» **Work instructions**
Within the records below, reproduce without change the lines from the line that has "<point>455,289</point>" through the line that has "<point>332,232</point>", and only those.

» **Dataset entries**
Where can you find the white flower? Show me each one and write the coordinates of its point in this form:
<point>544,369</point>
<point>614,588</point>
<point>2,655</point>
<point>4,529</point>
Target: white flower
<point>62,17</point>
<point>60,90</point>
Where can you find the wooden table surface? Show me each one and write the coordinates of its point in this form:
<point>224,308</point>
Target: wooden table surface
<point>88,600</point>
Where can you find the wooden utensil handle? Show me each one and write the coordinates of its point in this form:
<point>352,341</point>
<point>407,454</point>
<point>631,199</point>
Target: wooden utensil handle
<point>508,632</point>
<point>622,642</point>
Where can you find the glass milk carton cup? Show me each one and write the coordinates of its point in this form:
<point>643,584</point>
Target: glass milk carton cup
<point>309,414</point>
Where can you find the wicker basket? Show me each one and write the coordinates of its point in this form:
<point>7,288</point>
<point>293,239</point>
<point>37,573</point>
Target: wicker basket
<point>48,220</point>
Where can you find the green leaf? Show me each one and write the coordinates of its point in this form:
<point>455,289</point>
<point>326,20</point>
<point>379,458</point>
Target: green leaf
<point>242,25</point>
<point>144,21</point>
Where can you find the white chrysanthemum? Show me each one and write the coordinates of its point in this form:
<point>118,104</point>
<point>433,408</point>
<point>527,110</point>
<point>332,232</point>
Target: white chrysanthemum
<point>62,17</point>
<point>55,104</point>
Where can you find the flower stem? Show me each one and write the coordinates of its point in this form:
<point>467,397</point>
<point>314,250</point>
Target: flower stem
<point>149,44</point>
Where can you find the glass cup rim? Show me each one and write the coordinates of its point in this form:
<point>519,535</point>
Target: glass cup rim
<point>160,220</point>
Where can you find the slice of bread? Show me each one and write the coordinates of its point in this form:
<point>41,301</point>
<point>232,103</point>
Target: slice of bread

» **Task answer**
<point>455,289</point>
<point>326,20</point>
<point>379,458</point>
Target: green leaf
<point>242,25</point>
<point>144,21</point>
Where can you find the white chrysanthemum? Show me each one and write the coordinates of its point in this form:
<point>118,104</point>
<point>433,408</point>
<point>527,110</point>
<point>332,232</point>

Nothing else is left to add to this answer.